■ TASK MATERIAL
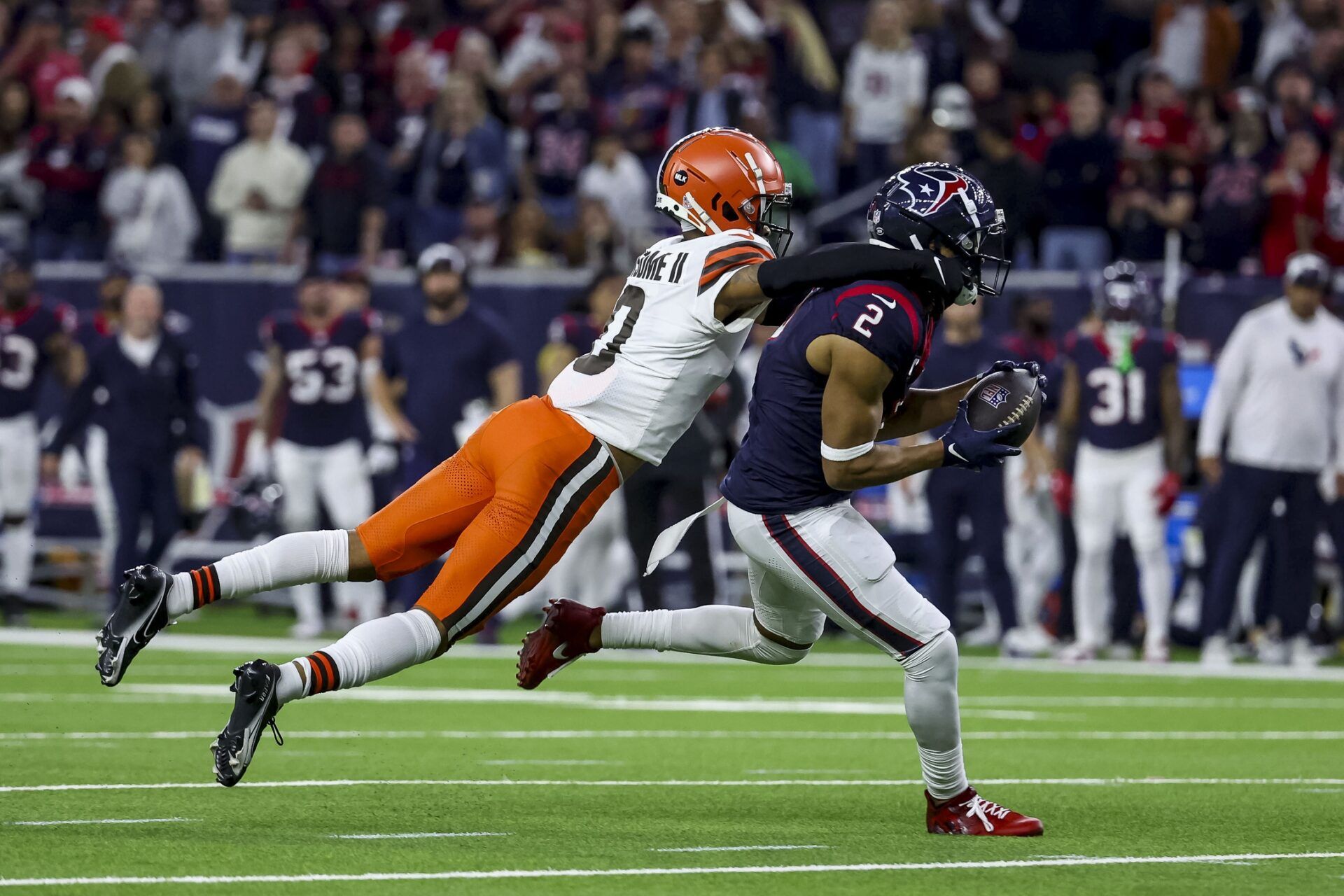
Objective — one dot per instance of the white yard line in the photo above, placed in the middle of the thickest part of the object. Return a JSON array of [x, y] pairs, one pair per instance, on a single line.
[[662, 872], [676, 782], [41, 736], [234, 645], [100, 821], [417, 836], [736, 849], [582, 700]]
* * *
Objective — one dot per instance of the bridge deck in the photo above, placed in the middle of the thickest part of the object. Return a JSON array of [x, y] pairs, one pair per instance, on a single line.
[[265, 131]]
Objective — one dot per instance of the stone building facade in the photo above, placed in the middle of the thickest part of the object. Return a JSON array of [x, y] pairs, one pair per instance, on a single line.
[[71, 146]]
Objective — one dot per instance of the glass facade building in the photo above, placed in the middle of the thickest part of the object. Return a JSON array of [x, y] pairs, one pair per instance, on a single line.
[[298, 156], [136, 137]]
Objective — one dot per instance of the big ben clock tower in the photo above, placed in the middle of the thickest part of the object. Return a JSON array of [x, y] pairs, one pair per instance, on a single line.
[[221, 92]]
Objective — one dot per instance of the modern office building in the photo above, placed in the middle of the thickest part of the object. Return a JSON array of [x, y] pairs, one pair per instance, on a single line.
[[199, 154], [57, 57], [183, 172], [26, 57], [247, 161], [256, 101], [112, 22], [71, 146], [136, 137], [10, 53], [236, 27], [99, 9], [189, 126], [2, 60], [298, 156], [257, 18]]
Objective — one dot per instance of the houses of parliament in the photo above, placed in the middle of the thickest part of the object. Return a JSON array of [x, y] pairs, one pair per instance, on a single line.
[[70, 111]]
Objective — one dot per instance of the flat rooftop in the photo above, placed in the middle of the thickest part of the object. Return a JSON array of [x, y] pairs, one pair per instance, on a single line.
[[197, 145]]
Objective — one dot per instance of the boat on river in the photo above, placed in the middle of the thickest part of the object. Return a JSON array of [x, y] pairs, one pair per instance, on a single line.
---
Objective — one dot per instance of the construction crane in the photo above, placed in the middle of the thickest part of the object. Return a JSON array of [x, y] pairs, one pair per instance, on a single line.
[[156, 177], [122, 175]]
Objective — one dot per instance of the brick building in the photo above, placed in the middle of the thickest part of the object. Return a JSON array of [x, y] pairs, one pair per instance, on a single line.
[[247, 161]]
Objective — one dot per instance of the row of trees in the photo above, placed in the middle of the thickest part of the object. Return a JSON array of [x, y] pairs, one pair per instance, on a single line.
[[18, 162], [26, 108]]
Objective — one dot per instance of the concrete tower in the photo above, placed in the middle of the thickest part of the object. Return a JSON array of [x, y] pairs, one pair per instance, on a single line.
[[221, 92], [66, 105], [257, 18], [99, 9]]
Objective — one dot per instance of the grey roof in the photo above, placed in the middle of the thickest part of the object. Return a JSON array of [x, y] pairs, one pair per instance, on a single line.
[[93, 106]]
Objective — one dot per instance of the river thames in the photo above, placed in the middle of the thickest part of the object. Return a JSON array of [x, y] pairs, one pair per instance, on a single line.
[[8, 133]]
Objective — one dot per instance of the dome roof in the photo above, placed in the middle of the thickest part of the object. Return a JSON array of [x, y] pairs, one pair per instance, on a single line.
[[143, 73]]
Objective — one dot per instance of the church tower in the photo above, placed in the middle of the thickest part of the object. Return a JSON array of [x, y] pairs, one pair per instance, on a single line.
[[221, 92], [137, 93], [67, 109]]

■ EXERCISE
Output every line from the one containing "Objective — one dot per instance of the big" up to and including the one containing "Objective — one dot per instance of the boat" as a Markdown table with two columns, No. and Line text, and omit any blank lines.

■ CORRECT RESPONSE
| No. | Line text |
|---|---|
| 1 | Objective — one dot per instance of the big ben clock tower in the photo above, placed in the middle of the thickest part of the object. Return a JSON array of [x, y] pairs, one pair per instance, on a single line. |
| 2 | [[221, 92]] |
| 3 | Objective — one dot per instance of the modern office building in the photo above, placed in the middle of the thickest part of the object. Return a JSON array of [x, y] pairs, one pair per instance, on a single line. |
| 4 | [[199, 154], [57, 57], [183, 172], [26, 57], [247, 161], [256, 101], [112, 22], [71, 146], [136, 137], [10, 53], [236, 27], [99, 9], [189, 126], [2, 60], [298, 156], [257, 18]] |
| 5 | Objective — one dot per instance of the houses of parliament in the photo above, placed in the middle of the thickest part of the object. Return a JSON array of [x, y] pairs, one pair per instance, on a single line. |
| 6 | [[70, 111]] |
| 7 | Objective — one dot per instance of the flat rooftop in the photo above, placed in the middle of the thickest part of the object. Return a JSON array of [x, y] pairs, one pair per instance, on a single line. |
| 8 | [[197, 145]] |
| 9 | Objective — one dot per instance of the boat on river in the photo above, placed in the middle of the thickest part of the object. Return a JSON array of [x, y] pairs, one pair per instance, on a single line. |